**Text under study**
BEGIN

Nifty Options Fortune Trades.

#1
Can you believe that a Nifty Call/Put option pricing at Re.2/- can fetch upto Rs.20 or even more on an expiry day (last-15-minutes) Trade? But it's regarded as a high risk type of trade. Now let me explain the real risk involved in this trade. Let's say you purchase a Nifty Call (current month)that cost Rs.2/- at around 3.15 P.M on an expiry day. The maximum risk you are having is Rs.2/- + brokerage & transaction charges or say Rs.3/- in total. While this Call has a profit potential of Rs.17 or even more if Nifty goes up around 30 points from the buy level before 3:30 P.M. There are some conditions to fulfill to enter this kind of last-minute trade on an expiry day such as the suggested Figure example given below :-
Let's say Nifty Spot is trading at 4290 (+20 from previous close of 4270) at around 3:15 P.M on a confirmed uptrend. We buy this near ATM Nifty Call of strike price 4300 (underlying Spot Nifty at 4290) at Rs.2 or Rs.3 at around 3:15 P.M. And after 12 minutes at 3:27 P.M, Nifty goes up another 30 points from that level of 4290 thereby reaching 4320 level. That 4300 Strike price Call will have a exercise value of Rs.20/-. So, we will be able to sell it at around Rs.20 at 3:28 P.M giving us a reward of Rs.17/- with a risk of Rs.3/- within a timeframe of 15 minutes or less.

END

**Prompt**
Carry the write-up on last-minute Nifty expiry-day option trades forward from its final sentence, keeping its voice.

**Supplied information**

BEGIN

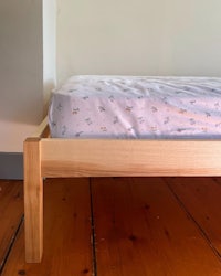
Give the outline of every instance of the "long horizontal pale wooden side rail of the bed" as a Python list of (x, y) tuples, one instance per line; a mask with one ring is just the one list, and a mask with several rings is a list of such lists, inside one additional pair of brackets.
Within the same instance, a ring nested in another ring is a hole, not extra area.
[(42, 139), (44, 177), (221, 176), (220, 140)]

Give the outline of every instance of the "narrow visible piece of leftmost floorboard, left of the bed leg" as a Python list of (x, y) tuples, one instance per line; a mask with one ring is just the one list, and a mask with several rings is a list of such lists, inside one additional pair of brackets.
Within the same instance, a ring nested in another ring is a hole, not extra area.
[(22, 181), (0, 181), (0, 272), (23, 216)]

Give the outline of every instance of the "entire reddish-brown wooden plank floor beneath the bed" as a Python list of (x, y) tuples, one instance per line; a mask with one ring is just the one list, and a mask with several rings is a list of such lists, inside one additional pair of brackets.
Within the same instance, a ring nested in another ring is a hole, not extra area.
[(44, 255), (24, 263), (21, 181), (0, 181), (2, 276), (221, 275), (220, 178), (48, 179)]

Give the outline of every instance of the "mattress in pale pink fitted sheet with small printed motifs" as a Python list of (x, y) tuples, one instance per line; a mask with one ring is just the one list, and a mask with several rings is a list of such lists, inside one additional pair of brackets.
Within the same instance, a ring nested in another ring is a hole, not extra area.
[(221, 138), (221, 78), (73, 76), (52, 93), (54, 138)]

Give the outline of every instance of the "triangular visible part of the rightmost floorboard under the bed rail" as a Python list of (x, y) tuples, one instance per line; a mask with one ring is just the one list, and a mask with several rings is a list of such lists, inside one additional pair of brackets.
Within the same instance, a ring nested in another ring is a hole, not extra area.
[(221, 255), (221, 179), (166, 178), (165, 181)]

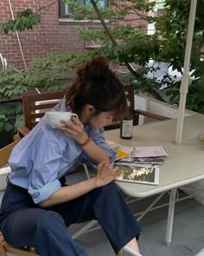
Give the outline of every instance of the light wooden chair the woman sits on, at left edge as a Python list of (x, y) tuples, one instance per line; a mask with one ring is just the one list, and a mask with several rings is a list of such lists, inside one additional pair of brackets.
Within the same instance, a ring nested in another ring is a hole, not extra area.
[[(0, 149), (0, 167), (3, 167), (7, 164), (12, 149), (16, 146), (17, 142), (20, 141), (21, 138), (19, 135), (14, 135), (14, 142), (10, 143), (10, 145)], [(28, 248), (16, 248), (14, 246), (10, 246), (4, 238), (3, 234), (0, 231), (0, 256), (8, 256), (8, 253), (15, 254), (17, 256), (34, 256), (38, 255), (35, 253), (35, 250), (31, 247)]]

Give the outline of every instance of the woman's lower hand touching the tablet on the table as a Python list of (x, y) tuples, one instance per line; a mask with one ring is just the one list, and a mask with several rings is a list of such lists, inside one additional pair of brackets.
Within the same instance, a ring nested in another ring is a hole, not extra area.
[(97, 167), (97, 187), (102, 187), (112, 182), (121, 170), (118, 167), (112, 167), (108, 161), (101, 161)]

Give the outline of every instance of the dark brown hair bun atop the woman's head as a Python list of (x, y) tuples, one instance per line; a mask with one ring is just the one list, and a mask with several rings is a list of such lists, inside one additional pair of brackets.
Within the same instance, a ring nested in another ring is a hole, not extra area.
[(109, 64), (106, 62), (105, 57), (99, 56), (81, 66), (77, 70), (77, 75), (81, 82), (88, 82), (101, 79), (109, 70)]

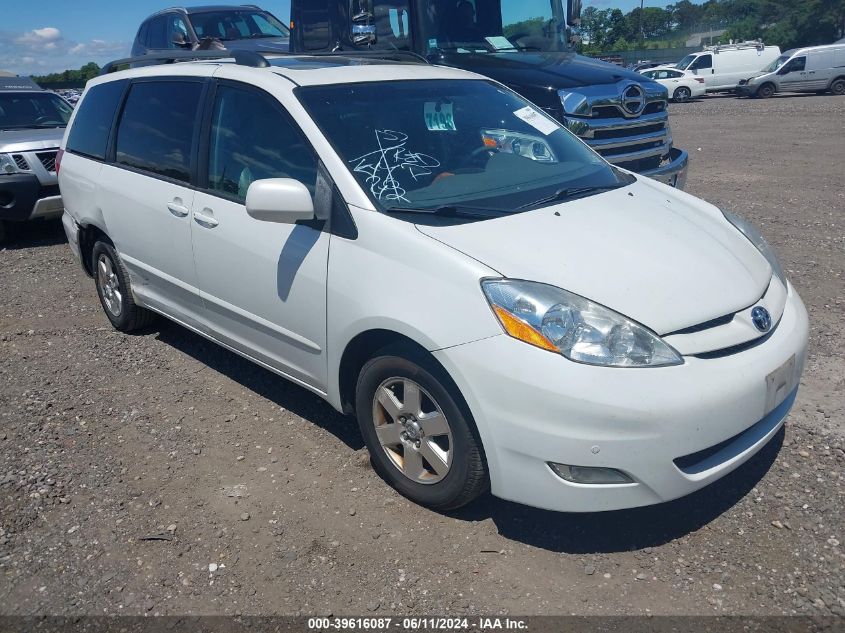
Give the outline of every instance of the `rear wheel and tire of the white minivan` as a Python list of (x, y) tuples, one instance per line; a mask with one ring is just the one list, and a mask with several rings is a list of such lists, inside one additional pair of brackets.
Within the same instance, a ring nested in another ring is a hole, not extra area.
[(154, 313), (135, 305), (129, 273), (111, 244), (94, 244), (91, 270), (94, 271), (94, 286), (100, 305), (115, 329), (134, 332), (148, 327), (155, 320)]

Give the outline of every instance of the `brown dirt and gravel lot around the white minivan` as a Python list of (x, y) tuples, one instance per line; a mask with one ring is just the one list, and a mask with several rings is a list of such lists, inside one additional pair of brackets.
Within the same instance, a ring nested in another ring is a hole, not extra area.
[(845, 614), (845, 98), (671, 109), (687, 189), (763, 228), (811, 317), (785, 433), (739, 471), (633, 511), (432, 513), (310, 393), (113, 331), (32, 226), (0, 250), (0, 612)]

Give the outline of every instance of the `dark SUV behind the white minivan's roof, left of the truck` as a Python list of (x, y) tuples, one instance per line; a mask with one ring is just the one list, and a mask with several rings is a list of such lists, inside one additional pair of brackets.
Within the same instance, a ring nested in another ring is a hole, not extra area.
[(164, 9), (141, 24), (132, 56), (167, 49), (287, 51), (290, 30), (255, 5)]

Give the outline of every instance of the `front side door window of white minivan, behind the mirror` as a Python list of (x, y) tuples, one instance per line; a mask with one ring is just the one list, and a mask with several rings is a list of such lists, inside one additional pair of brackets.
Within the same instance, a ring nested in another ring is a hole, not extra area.
[(294, 178), (311, 193), (317, 160), (281, 105), (256, 91), (221, 86), (211, 119), (208, 186), (241, 202), (263, 178)]

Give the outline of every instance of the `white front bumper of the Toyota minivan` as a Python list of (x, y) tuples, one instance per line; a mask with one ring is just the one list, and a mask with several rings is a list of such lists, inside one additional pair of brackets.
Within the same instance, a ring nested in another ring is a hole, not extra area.
[[(767, 376), (794, 355), (791, 378), (798, 384), (807, 333), (807, 312), (790, 287), (769, 338), (721, 358), (691, 356), (664, 368), (593, 367), (505, 335), (435, 356), (476, 420), (493, 494), (549, 510), (593, 512), (687, 495), (759, 451), (795, 397), (764, 415)], [(614, 468), (634, 483), (570, 483), (549, 462)]]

END

**Reply to the task**
However, this is a highly time-sensitive trading and can be done by those traders who uses direct trading terminal on their PCs or has somebody at the terminal who trades on his behalf.
 
#2
I too love expiry day gambling :D put small amount of money and get big reward. Very risky trades. You may lose your money completely. So always try with max 1% of your capital.
 
#3
Can you believe that a Nifty Call/Put option pricing at Re.2/- can fetch upto Rs.20 or even more on an expiry day (last-15-minutes) Trade? But it's regarded as a high risk type of trade. Now let me explain the real risk involved in this trade. Let's say you purchase a Nifty Call (current month)that cost Rs.2/- at around 3.15 P.M on an expiry day. The maximum risk you are having is Rs.2/- + brokerage & transaction charges or say Rs.3/- in total. While this Call has a profit potential of Rs.17 or even more if Nifty goes up around 30 points from the buy level before 3:30 P.M. There are some conditions to fulfill to enter this kind of last-minute trade on an expiry day such as the suggested Figure example given below :-
Let's say Nifty Spot is trading at 4290 (+20 from previous close of 4270) at around 3:15 P.M on a confirmed uptrend. We buy this near ATM Nifty Call of strike price 4300 (underlying Spot Nifty at 4290) at Rs.2 or Rs.3 at around 3:15 P.M. And after 12 minutes at 3:27 P.M, Nifty goes up another 30 points from that level of 4290 thereby reaching 4320 level. That 4300 Strike price Call will have a exercise value of Rs.20/-. So, we will be able to sell it at around Rs.20 at 3:28 P.M giving us a reward of Rs.17/- with a risk of Rs.3/- within a timeframe of 15 minutes or less.
However, this is a highly time-sensitive trading and can be done by those traders who uses direct trading terminal on their PCs or has somebody at the terminal who trades on his behalf.
Not a bad idea
 
#6
Is there a minimum amonut to enetr options ttrading and also can someone explain me it..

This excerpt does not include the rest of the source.